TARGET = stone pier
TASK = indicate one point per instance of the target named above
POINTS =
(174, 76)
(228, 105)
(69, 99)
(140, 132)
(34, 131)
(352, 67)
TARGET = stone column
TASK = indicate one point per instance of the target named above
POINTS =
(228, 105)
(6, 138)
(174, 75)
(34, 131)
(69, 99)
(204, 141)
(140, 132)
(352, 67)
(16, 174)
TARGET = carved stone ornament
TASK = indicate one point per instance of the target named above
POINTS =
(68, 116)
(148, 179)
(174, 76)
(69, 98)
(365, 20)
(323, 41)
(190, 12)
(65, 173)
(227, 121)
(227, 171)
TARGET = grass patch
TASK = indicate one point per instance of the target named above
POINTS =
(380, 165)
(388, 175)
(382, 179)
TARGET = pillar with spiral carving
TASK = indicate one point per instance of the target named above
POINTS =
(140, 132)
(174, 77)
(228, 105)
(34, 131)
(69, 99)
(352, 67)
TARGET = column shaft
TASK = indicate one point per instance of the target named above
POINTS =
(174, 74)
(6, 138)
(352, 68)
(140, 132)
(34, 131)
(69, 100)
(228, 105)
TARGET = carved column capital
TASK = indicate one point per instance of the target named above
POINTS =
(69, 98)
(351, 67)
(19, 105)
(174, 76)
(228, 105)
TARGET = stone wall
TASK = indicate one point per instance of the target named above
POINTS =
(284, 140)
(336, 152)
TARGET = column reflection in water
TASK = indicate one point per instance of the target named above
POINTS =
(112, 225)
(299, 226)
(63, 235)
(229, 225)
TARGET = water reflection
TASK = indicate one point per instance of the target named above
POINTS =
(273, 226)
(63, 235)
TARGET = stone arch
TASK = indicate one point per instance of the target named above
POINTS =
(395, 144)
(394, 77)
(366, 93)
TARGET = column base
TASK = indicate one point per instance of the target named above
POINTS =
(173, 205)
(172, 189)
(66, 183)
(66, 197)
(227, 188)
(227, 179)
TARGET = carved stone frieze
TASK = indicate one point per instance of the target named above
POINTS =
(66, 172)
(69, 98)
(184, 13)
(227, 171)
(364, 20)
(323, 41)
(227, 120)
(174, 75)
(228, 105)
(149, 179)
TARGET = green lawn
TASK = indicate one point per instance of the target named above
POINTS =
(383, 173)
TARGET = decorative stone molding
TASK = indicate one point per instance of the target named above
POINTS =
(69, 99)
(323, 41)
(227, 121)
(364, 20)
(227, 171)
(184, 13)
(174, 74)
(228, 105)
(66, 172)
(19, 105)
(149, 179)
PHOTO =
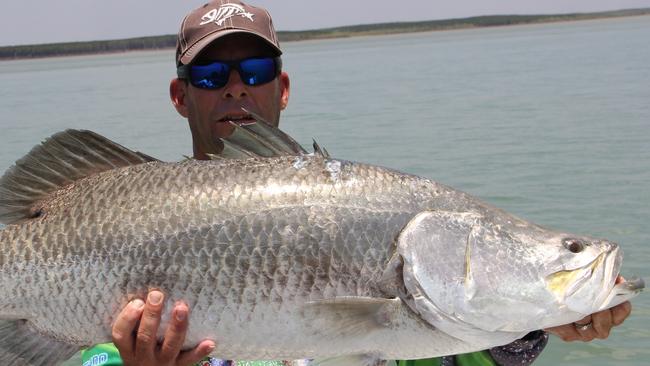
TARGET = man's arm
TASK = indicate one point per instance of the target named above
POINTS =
(134, 335)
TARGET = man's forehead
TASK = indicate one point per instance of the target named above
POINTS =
(236, 46)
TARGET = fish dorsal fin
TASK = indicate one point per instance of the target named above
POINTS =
(60, 160)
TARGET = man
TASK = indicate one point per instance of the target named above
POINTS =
(228, 59)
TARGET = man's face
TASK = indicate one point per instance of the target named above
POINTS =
(209, 112)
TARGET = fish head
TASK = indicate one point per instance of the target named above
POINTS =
(470, 274)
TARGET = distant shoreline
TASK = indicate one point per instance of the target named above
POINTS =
(169, 41)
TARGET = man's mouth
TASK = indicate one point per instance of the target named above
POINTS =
(238, 119)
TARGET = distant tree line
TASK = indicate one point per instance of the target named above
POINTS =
(169, 41)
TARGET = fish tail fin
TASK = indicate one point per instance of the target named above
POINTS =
(60, 160)
(22, 346)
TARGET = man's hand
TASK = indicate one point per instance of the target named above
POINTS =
(594, 326)
(134, 335)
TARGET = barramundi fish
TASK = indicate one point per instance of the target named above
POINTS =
(280, 254)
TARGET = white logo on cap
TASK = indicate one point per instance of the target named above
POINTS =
(225, 11)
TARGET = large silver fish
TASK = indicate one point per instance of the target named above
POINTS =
(279, 254)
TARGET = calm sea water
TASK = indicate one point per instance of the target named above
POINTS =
(550, 122)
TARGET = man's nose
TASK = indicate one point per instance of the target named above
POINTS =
(235, 88)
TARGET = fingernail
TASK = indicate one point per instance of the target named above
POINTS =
(137, 304)
(181, 314)
(154, 297)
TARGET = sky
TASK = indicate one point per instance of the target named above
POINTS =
(41, 21)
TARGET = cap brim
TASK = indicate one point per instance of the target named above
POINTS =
(197, 47)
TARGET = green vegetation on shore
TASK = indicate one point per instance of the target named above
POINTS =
(169, 41)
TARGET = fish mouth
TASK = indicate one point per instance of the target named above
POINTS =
(605, 267)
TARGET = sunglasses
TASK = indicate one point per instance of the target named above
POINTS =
(215, 75)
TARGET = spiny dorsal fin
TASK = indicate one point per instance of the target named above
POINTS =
(318, 151)
(60, 160)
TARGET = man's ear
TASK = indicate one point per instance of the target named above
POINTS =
(177, 93)
(285, 88)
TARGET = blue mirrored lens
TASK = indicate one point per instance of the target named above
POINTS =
(211, 76)
(257, 71)
(252, 71)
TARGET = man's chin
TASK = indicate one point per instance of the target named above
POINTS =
(222, 129)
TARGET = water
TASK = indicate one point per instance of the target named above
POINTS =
(550, 122)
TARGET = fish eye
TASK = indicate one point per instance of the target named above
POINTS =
(574, 245)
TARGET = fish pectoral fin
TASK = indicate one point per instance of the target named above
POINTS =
(63, 158)
(351, 315)
(22, 346)
(354, 360)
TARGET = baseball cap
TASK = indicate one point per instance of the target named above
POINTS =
(218, 18)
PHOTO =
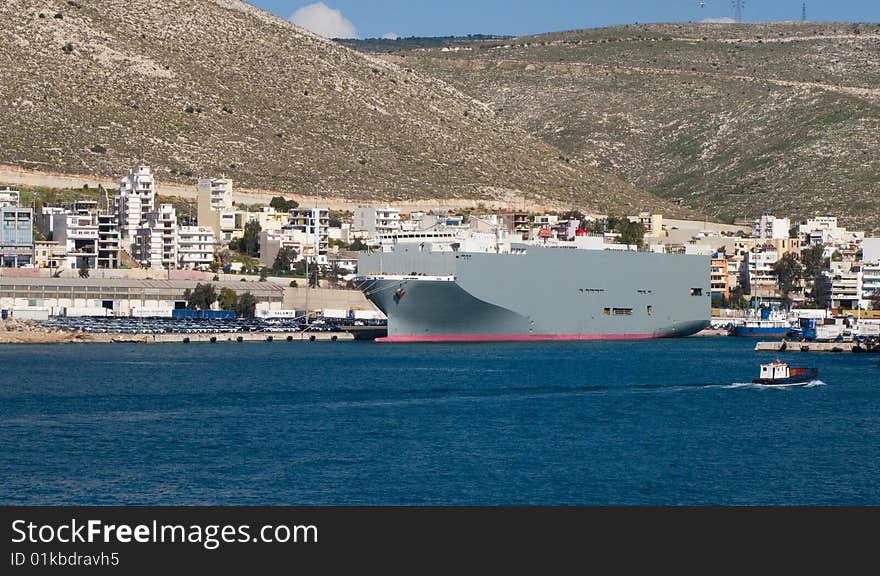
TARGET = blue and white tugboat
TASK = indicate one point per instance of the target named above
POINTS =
(781, 374)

Directions
Print the listing verbatim; no pictures.

Answer section
TARGET = stone pier
TASK = indicate one point per instance of the target named above
POINTS =
(174, 76)
(228, 105)
(69, 99)
(140, 132)
(34, 131)
(352, 67)
TARGET = stone column
TASK = indicate one point per instance of the target named above
POINTS =
(228, 105)
(6, 138)
(174, 75)
(34, 131)
(69, 99)
(204, 141)
(140, 132)
(352, 67)
(16, 174)
TARGET = carved stone ornament
TASK = indicate one point per instance of the target named above
POINTS =
(68, 116)
(148, 179)
(174, 76)
(69, 98)
(365, 20)
(323, 41)
(190, 12)
(65, 173)
(227, 121)
(227, 171)
TARGET = grass patch
TASK = indicate one point per instance of the target named above
POINTS =
(380, 165)
(388, 175)
(382, 179)
TARGET = pillar with spiral carving
TASK = indicate one point per instance of the target named above
POINTS =
(140, 132)
(174, 77)
(228, 105)
(34, 131)
(69, 99)
(352, 67)
TARGET = column shaft
TASK = indicate one point per instance of the target named above
POINTS =
(174, 74)
(6, 138)
(352, 68)
(140, 132)
(34, 131)
(69, 100)
(228, 105)
TARGET = carved column capital
TASK = indicate one point per instance of the target named above
POINTS =
(69, 98)
(351, 67)
(19, 105)
(174, 76)
(228, 105)
TARGET = stone wall
TASK = indicate one point per instance of the target named above
POINTS =
(284, 140)
(336, 152)
TARGET = column reflection in water
TASK = indicate one point per instance of the target named above
POINTS =
(112, 225)
(299, 226)
(63, 235)
(229, 225)
TARGET = water reflection
TASK = indicate one point per instance of the target named above
POINTS =
(273, 226)
(63, 235)
TARGET = stone arch
TASK = indicate one point per instance of the target named above
POINTS =
(395, 144)
(394, 77)
(366, 93)
TARGET = column base
TASK = indicate one point per instance of the target named above
POINTS =
(173, 205)
(172, 189)
(66, 183)
(66, 197)
(227, 188)
(227, 179)
TARGET = carved stone frieze
TASK = indicate one point per instance of the target named above
POINTS =
(66, 172)
(69, 98)
(184, 13)
(227, 171)
(364, 20)
(323, 41)
(227, 120)
(174, 75)
(228, 105)
(149, 179)
TARGET = green lawn
TASK = indicate one point per instance of the target named above
POINTS =
(383, 173)
TARGET = decorative stone molding
TASK = indicate one point per instance of the target named above
POINTS =
(69, 99)
(323, 41)
(227, 121)
(364, 20)
(227, 171)
(184, 13)
(174, 74)
(228, 105)
(66, 172)
(19, 105)
(149, 179)
PHOTO =
TARGET = man's arm
TASK = indicate one point per instance of the target named above
POINTS =
(134, 335)
TARGET = man's forehead
TASK = indicate one point per instance of the target named above
POINTS =
(236, 46)
TARGET = fish dorsal fin
TASK = indicate one point per instance of the target named above
POINTS =
(60, 160)
TARGET = man
TASK = indicate one point per instance of the target named above
POINTS =
(228, 59)
TARGET = man's face
TASK = indicate one point per instance of the target named above
POINTS =
(209, 112)
TARGET = fish head
TASK = indicate one point per instance of the target named above
POINTS =
(470, 274)
TARGET = distant shoreline
TASK = indicate one point per instance of the target named above
POINTS =
(169, 41)
TARGET = man's mouth
TASK = indicate one point per instance of the target named above
POINTS =
(238, 119)
TARGET = distant tree line
TASK = indicate one point per instance of the target named above
POINTS =
(169, 41)
TARGET = fish tail fin
TASK = indicate one point per instance of the target named above
POINTS =
(60, 160)
(22, 346)
TARGET = man's hand
TASK = indicate one point per instance of the target named above
POINTS =
(594, 326)
(134, 335)
TARGET = barramundi fish
TASK = indicate one point per instance of the target named above
POINTS =
(280, 254)
TARGET = white logo on cap
TASK = indicate one point per instance of the target named above
POINTS =
(225, 11)
TARGET = large silver fish
TASK = indicate one point per instance of the target named above
POINTS =
(279, 254)
TARGET = calm sea water
TASK = indicate one point per instance of the target named above
POINTS =
(550, 122)
TARGET = man's nose
TASK = indicate one point per instance of the target named above
POINTS =
(235, 88)
TARGET = fingernail
TASK = indicate one point per instance of the target named above
POINTS =
(137, 304)
(181, 314)
(154, 297)
TARGET = sky
TASK = indicate one point per instance of the target named above
POINTS =
(41, 21)
TARGET = cap brim
TASK = indicate one point per instance of the target named above
POINTS =
(197, 47)
TARGET = green vegetation on shore
TASK = indicate one point per instance of the target named above
POINTS =
(169, 41)
TARGET = fish mouth
TASK = indicate one point per instance of the target named above
POINTS =
(605, 267)
TARGET = sunglasses
TASK = indicate one point per instance of the target named above
POINTS =
(215, 75)
TARGET = spiny dorsal fin
TASK = indicate one point per instance of the target named above
POINTS =
(318, 151)
(60, 160)
TARGET = man's ear
TASK = indicate one point per instance of the target named above
POINTS =
(177, 93)
(285, 88)
TARGET = blue mirrored lens
TASK = indicate one point per instance of the target named above
POINTS =
(211, 76)
(257, 71)
(252, 71)
TARGET = man's chin
TASK = indicate one point per instance of the target named above
POINTS =
(222, 129)
TARGET = water
TASK = indicate one point per instance of the target named above
POINTS =
(550, 122)
TARGET = fish eye
TASK = indicate one point per instance of the target named above
POINTS =
(574, 245)
TARGET = fish pectoral fin
TASK = indicate one point per instance of the target named above
POINTS =
(63, 158)
(351, 315)
(22, 346)
(354, 360)
TARGET = baseball cap
TASK = indicate one point per instance of the target named above
POINTS =
(218, 18)
PHOTO =
TARGET = blue and white tugboat
TASK = indicate one point per instance of the target named above
POINTS =
(781, 374)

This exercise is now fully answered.